- **PROVIDED DATA**:
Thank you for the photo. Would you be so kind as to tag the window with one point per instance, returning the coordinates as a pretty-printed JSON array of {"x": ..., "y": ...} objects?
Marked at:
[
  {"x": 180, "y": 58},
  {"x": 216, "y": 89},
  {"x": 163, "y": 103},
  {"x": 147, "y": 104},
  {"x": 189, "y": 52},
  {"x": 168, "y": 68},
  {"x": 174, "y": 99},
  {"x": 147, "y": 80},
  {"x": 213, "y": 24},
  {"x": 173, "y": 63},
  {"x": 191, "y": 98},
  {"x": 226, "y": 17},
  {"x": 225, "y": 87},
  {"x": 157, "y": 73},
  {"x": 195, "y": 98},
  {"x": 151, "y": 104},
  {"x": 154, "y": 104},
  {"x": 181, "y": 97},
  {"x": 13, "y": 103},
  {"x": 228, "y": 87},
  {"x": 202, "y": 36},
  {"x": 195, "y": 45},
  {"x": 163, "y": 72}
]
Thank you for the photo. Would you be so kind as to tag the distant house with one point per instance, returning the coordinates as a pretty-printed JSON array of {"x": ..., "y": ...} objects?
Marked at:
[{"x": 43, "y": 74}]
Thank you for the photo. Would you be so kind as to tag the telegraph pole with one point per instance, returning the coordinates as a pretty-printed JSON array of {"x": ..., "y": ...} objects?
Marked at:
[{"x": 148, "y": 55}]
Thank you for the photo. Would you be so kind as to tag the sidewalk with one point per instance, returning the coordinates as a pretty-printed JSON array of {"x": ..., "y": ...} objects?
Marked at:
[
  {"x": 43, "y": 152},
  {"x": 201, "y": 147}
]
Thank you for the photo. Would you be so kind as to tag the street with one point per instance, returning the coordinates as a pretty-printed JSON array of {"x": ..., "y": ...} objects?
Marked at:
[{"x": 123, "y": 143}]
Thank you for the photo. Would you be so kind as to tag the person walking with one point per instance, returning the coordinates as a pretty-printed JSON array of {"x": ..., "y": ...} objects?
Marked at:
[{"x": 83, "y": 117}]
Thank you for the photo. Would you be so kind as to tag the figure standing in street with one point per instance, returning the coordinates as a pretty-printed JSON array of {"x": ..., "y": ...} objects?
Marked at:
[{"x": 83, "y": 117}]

- **WORK INSTRUCTION**: Find every line in the entries that includes the word "street", then state how many there are and nothing else.

- **RESPONSE**: 2